Treme and the Ninth Ward

New Orleans on the whole is a wonderful and magical city.  As I wrap up my most recent adventure in The Big Easy, I was able to have a true NOLA experience off the beaten path. I had every intention of writing a more complete story of my adventure complete with pictures after I return home, but for now I would like to write about this one solo experience.

Sunday morning in New Orleans is a special time as brass bands take to the street and parade through a different ward each week.  The week of my stay happened to be the parade that passed my house on St. Claire and meandered down into the ninth ward.  As I was sitting outside chatting with some of the other tenants in the house, the growing sound of brass and drums crept into my ears.  The music got louder and louder and eventually I couldn’t stop myself from going to see what the commotion was all about.  I opened the gate to the backyard I was in to experience a street full of people marching down the street with a brass band.  The celebration was compelling and could not resist the urge to go join in.  I was somewhat out of place, but curiosity being my nature, I joined in the march.  I asked a gentleman what the parade was all about.  “Every Sunday we march through one of the wards,” he said.  “This is all about bringing people together and creating a sense of community.  After Katrina, we started these parades as a way of bringing people together, so they knew they were not alone in their struggle to live and rebuild our city”.

DATASET EXTRACT –
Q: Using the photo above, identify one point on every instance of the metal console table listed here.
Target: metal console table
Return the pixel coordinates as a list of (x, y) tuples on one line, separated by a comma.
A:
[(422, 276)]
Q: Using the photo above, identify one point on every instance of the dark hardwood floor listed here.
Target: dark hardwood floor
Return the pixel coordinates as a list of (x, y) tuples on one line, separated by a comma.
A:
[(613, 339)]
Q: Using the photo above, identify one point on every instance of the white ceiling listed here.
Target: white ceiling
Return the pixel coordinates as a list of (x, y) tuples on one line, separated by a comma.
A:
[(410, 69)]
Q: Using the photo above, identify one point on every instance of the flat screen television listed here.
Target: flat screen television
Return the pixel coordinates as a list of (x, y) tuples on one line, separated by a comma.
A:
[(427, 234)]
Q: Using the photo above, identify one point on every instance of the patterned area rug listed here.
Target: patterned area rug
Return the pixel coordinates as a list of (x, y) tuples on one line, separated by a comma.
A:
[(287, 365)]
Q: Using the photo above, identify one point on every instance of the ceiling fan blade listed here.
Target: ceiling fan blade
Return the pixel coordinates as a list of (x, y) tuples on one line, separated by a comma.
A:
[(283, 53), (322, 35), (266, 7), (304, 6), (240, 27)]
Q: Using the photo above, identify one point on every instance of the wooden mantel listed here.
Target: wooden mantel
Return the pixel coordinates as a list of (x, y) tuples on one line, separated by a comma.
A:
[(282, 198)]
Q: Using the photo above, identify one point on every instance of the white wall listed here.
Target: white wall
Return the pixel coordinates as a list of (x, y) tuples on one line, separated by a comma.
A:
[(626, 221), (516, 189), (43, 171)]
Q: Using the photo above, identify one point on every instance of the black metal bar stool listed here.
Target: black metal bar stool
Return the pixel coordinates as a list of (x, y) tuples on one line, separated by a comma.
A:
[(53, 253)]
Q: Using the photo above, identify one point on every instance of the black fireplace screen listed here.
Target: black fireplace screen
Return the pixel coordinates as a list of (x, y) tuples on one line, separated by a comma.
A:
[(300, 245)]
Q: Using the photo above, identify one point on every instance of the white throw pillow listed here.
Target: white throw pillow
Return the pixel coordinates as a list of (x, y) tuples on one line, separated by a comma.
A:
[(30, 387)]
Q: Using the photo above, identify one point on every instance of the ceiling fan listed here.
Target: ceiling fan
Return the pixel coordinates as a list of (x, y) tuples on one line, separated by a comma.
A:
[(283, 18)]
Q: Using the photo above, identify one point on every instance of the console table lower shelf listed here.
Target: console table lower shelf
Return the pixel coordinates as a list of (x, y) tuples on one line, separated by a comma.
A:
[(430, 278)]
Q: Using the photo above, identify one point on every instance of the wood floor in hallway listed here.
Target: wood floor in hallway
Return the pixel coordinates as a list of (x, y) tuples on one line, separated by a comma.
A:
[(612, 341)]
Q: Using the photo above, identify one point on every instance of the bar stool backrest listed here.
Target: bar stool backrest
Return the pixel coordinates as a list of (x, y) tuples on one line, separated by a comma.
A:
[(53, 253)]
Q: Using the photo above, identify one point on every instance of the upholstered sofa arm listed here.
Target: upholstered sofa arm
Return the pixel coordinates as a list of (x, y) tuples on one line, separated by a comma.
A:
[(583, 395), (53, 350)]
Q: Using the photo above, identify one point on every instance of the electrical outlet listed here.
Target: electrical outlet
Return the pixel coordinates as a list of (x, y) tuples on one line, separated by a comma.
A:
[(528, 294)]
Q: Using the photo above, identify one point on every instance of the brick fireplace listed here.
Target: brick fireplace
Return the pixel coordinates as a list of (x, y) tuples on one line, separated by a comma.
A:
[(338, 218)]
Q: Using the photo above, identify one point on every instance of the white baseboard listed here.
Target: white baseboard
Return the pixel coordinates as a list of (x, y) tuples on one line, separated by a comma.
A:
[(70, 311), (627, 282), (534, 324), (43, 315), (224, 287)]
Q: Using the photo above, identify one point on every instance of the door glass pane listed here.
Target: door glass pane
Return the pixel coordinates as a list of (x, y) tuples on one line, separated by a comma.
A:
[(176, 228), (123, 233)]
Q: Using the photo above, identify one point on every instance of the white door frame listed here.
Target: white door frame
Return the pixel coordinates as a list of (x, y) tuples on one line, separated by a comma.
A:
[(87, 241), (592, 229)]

APPLY WHAT YOU READ –
• A. How would you sum up the New Orleans parade account in two sentences?
• B. According to the New Orleans parade account, why were the Sunday parades started after Katrina? Answer in one or two sentences.
• C. Take up the New Orleans parade account after its last sentence and carry it forward.

PER-TASK OUTPUTS –
• A. On a Sunday morning during a stay in New Orleans, the writer heard a brass band parade passing the house on St. Claire and joined the march as it headed toward the ninth ward. A gentleman in the parade explained that they march through one of the wards every Sunday, a practice started after Katrina to bring people together and create a sense of community.

• B. They were started as a way of bringing people together. The aim was to let people know they were not alone in their struggle to live and rebuild the city.

• C.
I was amazed at the number of people, young and old, who came together through music to support each other and their community.  As the parade continued, the music began to pull at my being, I could not prevent myself from dancing in the street with everyone else. I was not alone in this as the further we marched, the larger the crowd became.  Everyone was so welcoming and encouraging.  The parade finished at a small, neighborhood bar in Treme.  Some of the women of the neighborhood got together and prepared food for everyone to enjoy.  Potato salad, jambalaya, friend shrimp, and catfish were just a few of the selections upon the table.  “Help your self son,” one of the women said to me.  And believe me I did.  It was true southern hospitality.  I spent some time talking with many of the people there and learning about their lives and the challenges they face as they try to rebuild the part of New Orleans that most tourists don’t see.

I don’t feel I can do justice to the experience by attempting to put it into words.  I can try to describe the sound but it isn’t the same as feeling the vibrations from the tuba in your body.  I could try to describe the smells but it isn’t the same as having the mixture of sea air and cajun spices listing through the air and into your nose.  As much as I love the French Quarter, the experience of being embraced by the Treme community knowing full well I was an outsider is one that I will never forget.